WHAT IS ASKED >> Pull out every line of the material below that contains the word "black". Case counts.

INPUT MATERIAL >>
_ _ _

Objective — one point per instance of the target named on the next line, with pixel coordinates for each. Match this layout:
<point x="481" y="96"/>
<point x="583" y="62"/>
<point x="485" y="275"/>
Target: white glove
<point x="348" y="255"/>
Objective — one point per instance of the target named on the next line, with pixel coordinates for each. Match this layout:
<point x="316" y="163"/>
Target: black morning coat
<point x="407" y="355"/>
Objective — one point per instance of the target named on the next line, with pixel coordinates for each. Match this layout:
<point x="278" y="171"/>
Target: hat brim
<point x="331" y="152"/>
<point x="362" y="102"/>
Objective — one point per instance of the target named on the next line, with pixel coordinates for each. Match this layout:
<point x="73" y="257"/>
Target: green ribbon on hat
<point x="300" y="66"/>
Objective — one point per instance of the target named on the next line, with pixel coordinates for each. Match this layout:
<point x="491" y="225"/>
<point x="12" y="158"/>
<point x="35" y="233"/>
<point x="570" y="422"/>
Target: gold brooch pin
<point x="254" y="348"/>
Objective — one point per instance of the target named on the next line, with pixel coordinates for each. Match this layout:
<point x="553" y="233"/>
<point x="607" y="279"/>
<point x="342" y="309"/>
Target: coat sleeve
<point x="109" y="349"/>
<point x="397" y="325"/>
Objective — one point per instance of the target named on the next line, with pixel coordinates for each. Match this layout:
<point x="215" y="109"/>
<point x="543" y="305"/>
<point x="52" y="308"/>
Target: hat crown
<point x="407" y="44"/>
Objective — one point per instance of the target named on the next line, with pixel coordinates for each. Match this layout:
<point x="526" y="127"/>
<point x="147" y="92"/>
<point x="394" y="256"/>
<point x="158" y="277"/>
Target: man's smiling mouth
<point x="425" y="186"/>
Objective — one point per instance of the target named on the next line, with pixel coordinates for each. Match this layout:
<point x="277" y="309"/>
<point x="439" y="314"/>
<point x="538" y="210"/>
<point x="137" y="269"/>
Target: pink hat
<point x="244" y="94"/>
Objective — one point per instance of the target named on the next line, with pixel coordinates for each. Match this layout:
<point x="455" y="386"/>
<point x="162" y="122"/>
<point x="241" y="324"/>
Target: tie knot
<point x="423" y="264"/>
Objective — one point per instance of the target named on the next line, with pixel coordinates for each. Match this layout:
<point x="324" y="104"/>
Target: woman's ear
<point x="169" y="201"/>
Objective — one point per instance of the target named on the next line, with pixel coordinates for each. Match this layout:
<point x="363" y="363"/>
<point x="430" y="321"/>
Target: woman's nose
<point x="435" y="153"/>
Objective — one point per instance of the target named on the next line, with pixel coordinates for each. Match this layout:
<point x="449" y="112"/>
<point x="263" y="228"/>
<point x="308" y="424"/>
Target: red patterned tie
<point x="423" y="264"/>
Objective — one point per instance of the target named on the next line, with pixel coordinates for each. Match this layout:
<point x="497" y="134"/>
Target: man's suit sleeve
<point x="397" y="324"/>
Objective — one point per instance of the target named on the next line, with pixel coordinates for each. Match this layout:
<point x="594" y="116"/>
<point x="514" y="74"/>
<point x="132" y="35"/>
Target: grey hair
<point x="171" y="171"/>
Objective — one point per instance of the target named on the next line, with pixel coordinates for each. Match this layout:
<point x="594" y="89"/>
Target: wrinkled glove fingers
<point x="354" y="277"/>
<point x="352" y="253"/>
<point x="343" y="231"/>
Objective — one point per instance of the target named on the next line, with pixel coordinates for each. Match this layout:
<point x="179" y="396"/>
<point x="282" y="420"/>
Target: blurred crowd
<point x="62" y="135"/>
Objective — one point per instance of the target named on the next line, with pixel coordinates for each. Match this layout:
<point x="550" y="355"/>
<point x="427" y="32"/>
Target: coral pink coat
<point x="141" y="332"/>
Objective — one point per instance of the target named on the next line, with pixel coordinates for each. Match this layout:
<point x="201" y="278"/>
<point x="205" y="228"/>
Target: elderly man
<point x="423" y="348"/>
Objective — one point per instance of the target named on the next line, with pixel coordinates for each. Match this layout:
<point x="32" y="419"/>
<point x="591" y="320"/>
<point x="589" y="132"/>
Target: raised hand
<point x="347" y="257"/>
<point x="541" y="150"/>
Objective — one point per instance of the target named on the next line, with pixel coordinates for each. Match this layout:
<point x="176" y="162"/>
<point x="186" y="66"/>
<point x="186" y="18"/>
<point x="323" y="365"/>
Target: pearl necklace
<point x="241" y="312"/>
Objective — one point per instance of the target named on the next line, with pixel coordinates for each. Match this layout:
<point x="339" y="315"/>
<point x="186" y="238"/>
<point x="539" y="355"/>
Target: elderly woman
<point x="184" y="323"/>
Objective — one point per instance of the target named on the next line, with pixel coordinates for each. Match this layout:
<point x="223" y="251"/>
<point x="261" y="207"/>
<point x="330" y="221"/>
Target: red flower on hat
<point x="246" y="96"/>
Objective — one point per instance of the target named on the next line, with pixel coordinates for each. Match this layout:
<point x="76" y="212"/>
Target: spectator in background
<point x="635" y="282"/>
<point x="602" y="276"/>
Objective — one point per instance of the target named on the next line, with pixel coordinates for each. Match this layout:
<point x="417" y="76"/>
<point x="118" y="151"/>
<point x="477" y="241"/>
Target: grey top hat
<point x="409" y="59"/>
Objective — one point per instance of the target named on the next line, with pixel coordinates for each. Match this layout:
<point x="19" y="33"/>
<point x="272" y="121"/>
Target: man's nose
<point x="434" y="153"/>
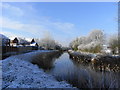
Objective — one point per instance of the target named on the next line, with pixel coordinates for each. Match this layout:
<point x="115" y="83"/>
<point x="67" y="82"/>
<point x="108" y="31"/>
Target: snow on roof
<point x="33" y="44"/>
<point x="3" y="36"/>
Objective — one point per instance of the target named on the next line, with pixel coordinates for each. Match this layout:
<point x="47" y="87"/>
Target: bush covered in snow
<point x="114" y="43"/>
<point x="91" y="43"/>
<point x="4" y="40"/>
<point x="48" y="42"/>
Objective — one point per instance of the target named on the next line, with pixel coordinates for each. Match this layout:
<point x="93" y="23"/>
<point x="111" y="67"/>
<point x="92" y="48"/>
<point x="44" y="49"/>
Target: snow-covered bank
<point x="17" y="72"/>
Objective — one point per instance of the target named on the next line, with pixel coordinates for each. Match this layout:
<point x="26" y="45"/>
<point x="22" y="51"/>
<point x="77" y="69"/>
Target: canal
<point x="76" y="72"/>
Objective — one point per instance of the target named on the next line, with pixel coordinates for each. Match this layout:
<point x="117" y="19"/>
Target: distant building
<point x="4" y="41"/>
<point x="33" y="41"/>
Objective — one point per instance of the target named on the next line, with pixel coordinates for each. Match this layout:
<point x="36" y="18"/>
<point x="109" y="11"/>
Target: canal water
<point x="76" y="72"/>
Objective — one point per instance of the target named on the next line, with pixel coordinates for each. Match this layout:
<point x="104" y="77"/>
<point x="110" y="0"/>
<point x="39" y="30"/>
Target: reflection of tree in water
<point x="46" y="60"/>
<point x="100" y="63"/>
<point x="80" y="60"/>
<point x="106" y="63"/>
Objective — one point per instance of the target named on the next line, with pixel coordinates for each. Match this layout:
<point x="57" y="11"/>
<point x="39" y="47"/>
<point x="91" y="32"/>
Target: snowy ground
<point x="18" y="72"/>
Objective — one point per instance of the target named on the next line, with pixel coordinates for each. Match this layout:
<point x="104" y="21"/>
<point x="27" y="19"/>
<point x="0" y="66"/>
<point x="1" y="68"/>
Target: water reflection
<point x="46" y="60"/>
<point x="77" y="71"/>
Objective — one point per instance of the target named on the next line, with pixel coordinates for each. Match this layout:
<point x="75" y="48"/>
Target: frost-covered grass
<point x="86" y="78"/>
<point x="19" y="72"/>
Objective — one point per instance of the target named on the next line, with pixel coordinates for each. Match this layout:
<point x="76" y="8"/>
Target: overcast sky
<point x="64" y="21"/>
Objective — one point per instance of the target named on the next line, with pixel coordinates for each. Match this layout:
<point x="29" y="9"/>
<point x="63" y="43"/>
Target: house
<point x="14" y="42"/>
<point x="4" y="41"/>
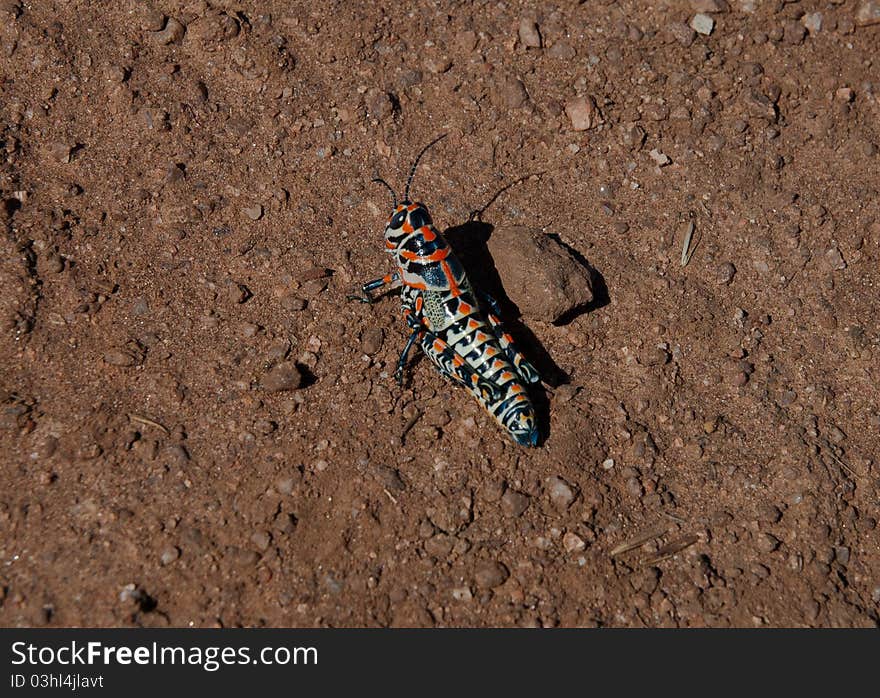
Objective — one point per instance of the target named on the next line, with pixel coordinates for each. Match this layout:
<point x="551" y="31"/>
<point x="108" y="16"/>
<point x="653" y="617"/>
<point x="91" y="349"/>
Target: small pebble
<point x="253" y="212"/>
<point x="561" y="493"/>
<point x="834" y="259"/>
<point x="702" y="24"/>
<point x="572" y="543"/>
<point x="813" y="22"/>
<point x="172" y="33"/>
<point x="529" y="34"/>
<point x="767" y="543"/>
<point x="290" y="301"/>
<point x="371" y="340"/>
<point x="660" y="159"/>
<point x="724" y="273"/>
<point x="682" y="33"/>
<point x="261" y="539"/>
<point x="514" y="503"/>
<point x="583" y="113"/>
<point x="285" y="376"/>
<point x="169" y="555"/>
<point x="490" y="574"/>
<point x="868" y="13"/>
<point x="513" y="93"/>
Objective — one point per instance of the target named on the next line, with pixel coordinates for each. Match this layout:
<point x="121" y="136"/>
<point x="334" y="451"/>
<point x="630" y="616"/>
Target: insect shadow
<point x="470" y="243"/>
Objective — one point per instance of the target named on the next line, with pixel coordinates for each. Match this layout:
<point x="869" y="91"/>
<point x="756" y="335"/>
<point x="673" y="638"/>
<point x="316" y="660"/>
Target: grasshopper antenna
<point x="379" y="180"/>
<point x="412" y="172"/>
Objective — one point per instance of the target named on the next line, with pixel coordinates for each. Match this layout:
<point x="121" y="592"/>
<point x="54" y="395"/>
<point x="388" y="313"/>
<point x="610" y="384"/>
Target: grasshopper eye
<point x="419" y="218"/>
<point x="398" y="220"/>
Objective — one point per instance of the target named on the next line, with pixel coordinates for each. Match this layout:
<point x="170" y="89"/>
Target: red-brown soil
<point x="183" y="211"/>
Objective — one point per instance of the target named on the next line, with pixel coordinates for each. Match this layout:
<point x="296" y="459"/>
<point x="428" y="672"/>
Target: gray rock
<point x="539" y="274"/>
<point x="285" y="376"/>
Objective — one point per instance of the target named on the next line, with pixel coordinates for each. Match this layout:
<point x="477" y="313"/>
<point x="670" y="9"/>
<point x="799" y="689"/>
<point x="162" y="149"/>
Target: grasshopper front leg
<point x="366" y="290"/>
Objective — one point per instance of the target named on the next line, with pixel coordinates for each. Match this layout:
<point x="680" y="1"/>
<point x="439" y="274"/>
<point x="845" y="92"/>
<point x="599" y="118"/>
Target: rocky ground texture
<point x="198" y="429"/>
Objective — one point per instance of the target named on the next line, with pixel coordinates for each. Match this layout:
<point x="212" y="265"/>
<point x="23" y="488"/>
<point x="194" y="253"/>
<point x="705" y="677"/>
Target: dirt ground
<point x="186" y="204"/>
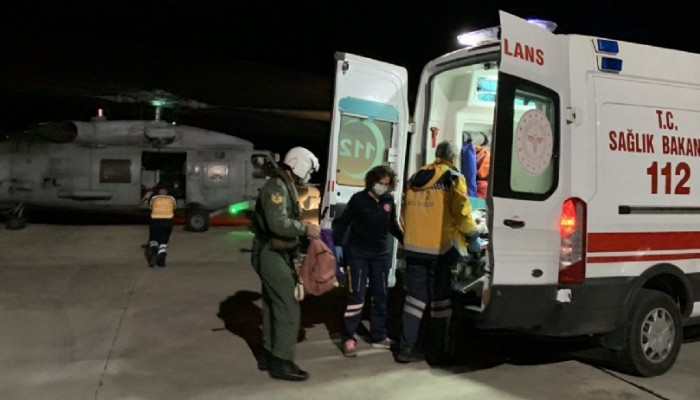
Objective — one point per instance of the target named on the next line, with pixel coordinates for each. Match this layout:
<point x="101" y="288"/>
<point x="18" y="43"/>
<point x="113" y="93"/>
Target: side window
<point x="115" y="171"/>
<point x="217" y="173"/>
<point x="262" y="166"/>
<point x="526" y="140"/>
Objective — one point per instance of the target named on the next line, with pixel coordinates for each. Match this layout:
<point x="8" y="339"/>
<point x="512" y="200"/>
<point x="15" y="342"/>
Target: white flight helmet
<point x="302" y="162"/>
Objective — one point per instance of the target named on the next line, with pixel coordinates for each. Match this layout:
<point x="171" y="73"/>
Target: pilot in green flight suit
<point x="278" y="226"/>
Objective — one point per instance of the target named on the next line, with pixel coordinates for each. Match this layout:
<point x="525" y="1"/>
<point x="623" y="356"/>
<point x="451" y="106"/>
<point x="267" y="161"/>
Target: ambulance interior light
<point x="609" y="64"/>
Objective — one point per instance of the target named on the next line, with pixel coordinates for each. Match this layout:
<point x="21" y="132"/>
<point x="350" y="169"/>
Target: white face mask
<point x="380" y="189"/>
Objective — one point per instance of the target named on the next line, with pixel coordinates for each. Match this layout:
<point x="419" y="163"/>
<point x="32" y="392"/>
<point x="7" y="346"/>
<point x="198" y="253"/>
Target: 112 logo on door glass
<point x="534" y="142"/>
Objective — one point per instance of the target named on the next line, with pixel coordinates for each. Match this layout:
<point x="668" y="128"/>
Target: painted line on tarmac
<point x="638" y="386"/>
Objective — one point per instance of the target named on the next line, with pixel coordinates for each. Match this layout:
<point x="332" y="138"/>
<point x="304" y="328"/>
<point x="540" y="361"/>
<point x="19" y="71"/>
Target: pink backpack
<point x="317" y="272"/>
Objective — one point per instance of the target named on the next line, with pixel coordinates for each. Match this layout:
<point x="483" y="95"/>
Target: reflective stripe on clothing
<point x="162" y="206"/>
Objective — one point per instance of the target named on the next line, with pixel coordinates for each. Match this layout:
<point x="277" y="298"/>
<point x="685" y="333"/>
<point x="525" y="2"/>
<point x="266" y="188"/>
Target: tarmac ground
<point x="82" y="316"/>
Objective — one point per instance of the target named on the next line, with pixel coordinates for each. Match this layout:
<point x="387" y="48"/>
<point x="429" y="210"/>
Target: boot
<point x="263" y="358"/>
<point x="151" y="254"/>
<point x="287" y="370"/>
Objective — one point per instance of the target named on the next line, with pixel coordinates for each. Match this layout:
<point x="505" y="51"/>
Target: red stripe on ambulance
<point x="642" y="241"/>
<point x="647" y="257"/>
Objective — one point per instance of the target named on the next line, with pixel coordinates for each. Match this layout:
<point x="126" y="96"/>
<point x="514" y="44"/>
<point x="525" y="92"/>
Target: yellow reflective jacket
<point x="437" y="214"/>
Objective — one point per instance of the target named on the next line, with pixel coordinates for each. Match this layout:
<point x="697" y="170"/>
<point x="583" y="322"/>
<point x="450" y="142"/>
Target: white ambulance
<point x="594" y="187"/>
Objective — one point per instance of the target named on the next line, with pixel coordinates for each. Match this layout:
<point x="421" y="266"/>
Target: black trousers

_ _ _

OUTPUT FOR THIS TASK >>
Target: black morning coat
Target: black trousers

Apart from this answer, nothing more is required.